Output an exact reproduction of the data.

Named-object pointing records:
----------------
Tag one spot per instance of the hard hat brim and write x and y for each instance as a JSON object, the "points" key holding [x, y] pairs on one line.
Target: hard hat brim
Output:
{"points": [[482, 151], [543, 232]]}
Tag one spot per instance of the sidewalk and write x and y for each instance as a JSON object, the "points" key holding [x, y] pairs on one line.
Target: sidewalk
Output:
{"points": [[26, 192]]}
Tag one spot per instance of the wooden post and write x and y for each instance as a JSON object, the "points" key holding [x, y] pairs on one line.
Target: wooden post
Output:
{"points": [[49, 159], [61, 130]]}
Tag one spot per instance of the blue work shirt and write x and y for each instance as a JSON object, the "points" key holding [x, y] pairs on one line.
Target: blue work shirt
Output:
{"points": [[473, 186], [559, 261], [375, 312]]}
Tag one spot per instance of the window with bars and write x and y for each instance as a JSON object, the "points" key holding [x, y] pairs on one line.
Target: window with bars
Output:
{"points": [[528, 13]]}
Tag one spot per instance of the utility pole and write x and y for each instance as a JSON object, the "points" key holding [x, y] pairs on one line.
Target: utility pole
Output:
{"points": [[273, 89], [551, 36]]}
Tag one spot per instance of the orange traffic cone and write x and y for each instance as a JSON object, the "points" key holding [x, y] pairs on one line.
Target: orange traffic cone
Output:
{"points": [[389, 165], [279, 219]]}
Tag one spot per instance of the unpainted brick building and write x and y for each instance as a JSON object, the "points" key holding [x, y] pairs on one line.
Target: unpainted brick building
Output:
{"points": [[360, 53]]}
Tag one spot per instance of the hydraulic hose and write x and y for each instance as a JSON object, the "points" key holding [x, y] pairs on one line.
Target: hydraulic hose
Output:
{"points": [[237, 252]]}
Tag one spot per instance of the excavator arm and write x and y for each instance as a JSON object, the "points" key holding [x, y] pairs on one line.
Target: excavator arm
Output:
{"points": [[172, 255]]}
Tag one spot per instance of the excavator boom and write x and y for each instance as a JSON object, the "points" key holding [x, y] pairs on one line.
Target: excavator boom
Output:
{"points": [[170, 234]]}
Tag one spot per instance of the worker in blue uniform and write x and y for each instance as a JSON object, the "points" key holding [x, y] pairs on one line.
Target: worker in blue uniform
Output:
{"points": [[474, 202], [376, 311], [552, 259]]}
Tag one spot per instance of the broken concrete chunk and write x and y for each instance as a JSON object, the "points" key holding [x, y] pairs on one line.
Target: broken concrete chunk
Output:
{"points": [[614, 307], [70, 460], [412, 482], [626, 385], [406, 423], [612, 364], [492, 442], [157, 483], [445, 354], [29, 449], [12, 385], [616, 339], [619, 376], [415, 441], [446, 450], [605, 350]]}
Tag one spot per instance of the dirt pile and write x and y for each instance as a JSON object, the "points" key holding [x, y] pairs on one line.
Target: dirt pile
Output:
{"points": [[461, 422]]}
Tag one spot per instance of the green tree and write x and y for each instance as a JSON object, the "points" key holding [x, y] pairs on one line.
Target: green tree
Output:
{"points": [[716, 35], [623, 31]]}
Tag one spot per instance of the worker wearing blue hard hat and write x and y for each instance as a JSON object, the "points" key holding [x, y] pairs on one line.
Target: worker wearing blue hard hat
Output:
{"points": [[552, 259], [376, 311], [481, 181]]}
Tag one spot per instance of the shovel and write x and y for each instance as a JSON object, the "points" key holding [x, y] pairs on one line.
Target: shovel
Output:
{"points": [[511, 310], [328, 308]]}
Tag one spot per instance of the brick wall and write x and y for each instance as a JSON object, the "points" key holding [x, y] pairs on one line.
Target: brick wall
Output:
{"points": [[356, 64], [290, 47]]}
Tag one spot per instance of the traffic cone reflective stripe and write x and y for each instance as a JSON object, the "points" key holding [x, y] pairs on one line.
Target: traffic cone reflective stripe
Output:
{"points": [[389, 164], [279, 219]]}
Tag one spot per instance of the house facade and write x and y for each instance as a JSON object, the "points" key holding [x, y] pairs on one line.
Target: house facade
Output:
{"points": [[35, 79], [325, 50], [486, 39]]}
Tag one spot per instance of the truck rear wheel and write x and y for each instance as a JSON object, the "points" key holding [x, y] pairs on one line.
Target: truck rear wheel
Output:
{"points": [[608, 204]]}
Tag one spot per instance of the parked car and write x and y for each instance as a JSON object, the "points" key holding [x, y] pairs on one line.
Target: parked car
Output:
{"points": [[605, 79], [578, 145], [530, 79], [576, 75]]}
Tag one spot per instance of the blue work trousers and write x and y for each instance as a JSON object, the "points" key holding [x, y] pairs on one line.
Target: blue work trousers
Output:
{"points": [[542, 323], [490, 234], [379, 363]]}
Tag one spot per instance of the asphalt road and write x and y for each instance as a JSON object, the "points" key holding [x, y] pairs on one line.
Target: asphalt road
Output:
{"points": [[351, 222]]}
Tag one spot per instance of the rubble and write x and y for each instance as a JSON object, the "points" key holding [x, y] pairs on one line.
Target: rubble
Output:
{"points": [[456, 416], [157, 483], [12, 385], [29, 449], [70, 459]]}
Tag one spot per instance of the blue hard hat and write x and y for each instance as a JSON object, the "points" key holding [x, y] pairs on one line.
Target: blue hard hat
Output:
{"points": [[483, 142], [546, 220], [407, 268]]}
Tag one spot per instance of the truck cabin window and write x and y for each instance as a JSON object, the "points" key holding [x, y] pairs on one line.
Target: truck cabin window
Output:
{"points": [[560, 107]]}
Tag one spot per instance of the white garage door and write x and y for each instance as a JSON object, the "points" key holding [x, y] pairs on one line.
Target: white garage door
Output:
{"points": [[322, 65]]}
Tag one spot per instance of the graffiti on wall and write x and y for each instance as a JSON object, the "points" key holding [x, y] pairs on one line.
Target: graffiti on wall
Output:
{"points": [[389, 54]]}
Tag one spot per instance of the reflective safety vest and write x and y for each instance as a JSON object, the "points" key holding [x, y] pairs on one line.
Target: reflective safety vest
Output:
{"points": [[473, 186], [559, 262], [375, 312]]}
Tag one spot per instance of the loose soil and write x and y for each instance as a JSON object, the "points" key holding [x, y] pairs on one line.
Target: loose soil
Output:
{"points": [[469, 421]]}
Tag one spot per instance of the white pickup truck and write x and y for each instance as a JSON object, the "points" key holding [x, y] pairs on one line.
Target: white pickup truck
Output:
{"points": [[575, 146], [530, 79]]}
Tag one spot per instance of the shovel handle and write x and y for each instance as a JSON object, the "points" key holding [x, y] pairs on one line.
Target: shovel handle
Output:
----------------
# [Output below]
Tag one spot per instance of the hard hat brim and write x and y for each instance as a JSON object, the "points" key holding [x, y] pairs on one line.
Target: hard hat brim
Output:
{"points": [[482, 151], [543, 232]]}
Tag one spot per instance of the sidewalk and write x and y for each instance as a JSON object, the "points" key holding [x, y] pairs on one line.
Target: sidewalk
Output:
{"points": [[26, 192]]}
Tag one spot per instance of the wooden post and write x and y for each instance as a JSON object, the "points" key holding [x, y] pairs on one line.
Target: wooden post
Output:
{"points": [[49, 159], [61, 130]]}
Tag one spot per instance of the blue work shirt and write x and y for each instance as a JSON object, the "points" key holding [x, y] pairs on one line.
Target: blue work shirt
Output:
{"points": [[473, 186], [559, 261], [375, 312]]}
Tag one spot per instance of the window with bars and write x and y for each instance as a JSON object, the "points" key holding [x, y] pairs on one line.
Target: window with bars
Output:
{"points": [[528, 13]]}
Tag one spot per instance of the utility pole and write x and y for each instance as a JSON object, the "points" key holding [x, y] pairs on one line.
Target: utility pole
Output:
{"points": [[273, 89], [551, 36]]}
Tag one spot per instance of the orange traffic cone and write x and y for each instance as a JSON object, the "points" key holding [x, y] pairs on one line.
Target: orange traffic cone
Output:
{"points": [[389, 165], [279, 219]]}
Tag one spot per instance of the unpainted brick building and write x and y for each instance as a JSON object, the "points" key holding [x, y] pairs on one line.
Target: unpainted brick building
Output:
{"points": [[360, 53]]}
Tag one spot per instance of the hydraulic hose and write x and y for each instance as a JSON object, the "points" key holding [x, y] pairs on one line.
Target: hydraulic hose
Output:
{"points": [[237, 252]]}
Tag one spot per instance of the excavator arm and write x and y for each instance as a JSON object, the "points" key holding [x, y] pairs on one line.
Target: excavator arm
Output:
{"points": [[172, 255]]}
Tag one spot per instance of the excavator boom and write x and y for each instance as a JSON object, the "points" key holding [x, y] pairs on one line.
Target: excavator boom
Output:
{"points": [[170, 234]]}
Tag one spot per instance of the worker in blue uniform and write x and y for each instance as a JSON object, the "points" key holding [x, y] pairs on one line.
Target: worker in blue uniform
Output:
{"points": [[474, 202], [376, 311], [552, 259]]}
Tag one spot per instance of the broken concrete chunk and write x and y for each instance as a JSON object, the "points" key holding [x, y] pairs on one line.
Target: broken concrete chunk
Output:
{"points": [[614, 307], [70, 460], [412, 482], [626, 385], [406, 423], [612, 364], [492, 442], [157, 483], [445, 354], [29, 449], [12, 385], [616, 339], [619, 376], [415, 441], [446, 450], [605, 350]]}
Tag one spot per instance of the dirt pile and write x and y for each instance as a JSON object, the "points" key holding [x, y] pairs on one line.
Target: dirt pile
Output:
{"points": [[461, 422]]}
Tag one spot per instance of the green tree and write x and y for each instance as a JSON object, the "points" key holding [x, y] pairs on one line.
Target: green tree
Output:
{"points": [[716, 35], [623, 31]]}
Tag one spot per instance of the worker wearing blue hard hat and write x and y for each instance as a JSON object, the "points" key holding [x, y] pairs on one line.
Target: worker wearing blue hard hat
Output:
{"points": [[552, 259], [376, 311], [481, 181]]}
Tag one spot per instance of the shovel and write x and y for each instance as a JSON object, the "points" key holding [x, y] pairs on one line.
Target: shovel
Output:
{"points": [[511, 310], [328, 308]]}
Tag one spot per instance of the brick wall and write x and y for each instance as a JSON object, the "points" key holding [x, y] pairs on one line.
Target: brick wall
Output:
{"points": [[356, 64], [290, 47]]}
Tag one spot per instance of the traffic cone reflective stripe and write x and y for each instance as a JSON object, the "points" key holding [x, y] pairs on one line.
Target: traffic cone reflective stripe
Output:
{"points": [[389, 164], [279, 219]]}
Tag one spot per instance of the house facade and write x and y for each instance as a JSON object, the "points" key holding [x, y] pairs on one line.
Target: house facade
Output:
{"points": [[35, 79], [325, 50], [486, 39]]}
Tag one spot per instance of the truck rear wheel and write x and y for each instance as a JSON object, the "points" key holding [x, y] pairs on one line.
Target: truck rear wheel
Output:
{"points": [[608, 204]]}
Tag one spot per instance of the parked car and write x and y for each instance as a JSON object, the "points" key holding [x, y] pairs on one line.
Target: parked car
Output:
{"points": [[605, 79], [578, 145], [530, 79], [576, 75]]}
Tag one spot per instance of the blue work trousers and write x and y for each instance as a JSON object, the "points" key holding [x, y] pairs on one line.
Target: blue work trousers
Output:
{"points": [[542, 323], [490, 234], [379, 363]]}
Tag one spot per instance of the asphalt road and write x and y for each instance as a JSON object, the "points" key holding [x, y] pairs on one line.
Target: asphalt road
Output:
{"points": [[351, 222]]}
Tag one spot per instance of the rubble and write x and y for each instance as a JSON object, the "points" key holding [x, y] pairs on one line.
Target: rubble
Output:
{"points": [[456, 416], [157, 483], [12, 385], [29, 449], [70, 459]]}
Tag one spot per instance of the blue hard hat and write x and y for each instance as a JSON object, the "points" key holding [x, y] pairs on one line.
Target: blue hard hat
Output:
{"points": [[483, 142], [546, 220], [407, 268]]}
Tag one spot per instance of the truck cabin window and write x and y for each instance as a JSON object, the "points" key holding [x, y] pairs on one line.
Target: truck cabin window
Output:
{"points": [[560, 107]]}
Tag one spot per instance of the white garage door and write x and y for each instance as a JSON object, the "points" key holding [x, y] pairs on one line.
Target: white garage door
Output:
{"points": [[322, 65]]}
Tag one spot per instance of the graffiti on wall and write x and y for each instance as a JSON object, the "points" key holding [x, y] pairs on one line.
Target: graffiti on wall
Output:
{"points": [[389, 54]]}
Tag one spot per instance of the reflective safety vest and write x and y for each instance as a JSON object, the "points" key holding [x, y] pairs on one line.
Target: reflective safety vest
Output:
{"points": [[473, 186], [559, 262], [375, 312]]}
Tag one spot per instance of the loose soil and write x and y for each instance as a JSON object, the "points" key holding [x, y] pairs on one line.
Target: loose soil
Output:
{"points": [[469, 421]]}
Tag one spot per instance of the white pickup truck and write x and y for each instance as a JSON object, the "points" key holding [x, y] pairs on one line.
Target: white pickup truck
Output:
{"points": [[575, 146], [530, 79]]}
Tag one spot per instance of the shovel handle and write x and y for each instance as a JSON object, the "points" key holding [x, y] pairs on one line.
Target: shovel handle
Output:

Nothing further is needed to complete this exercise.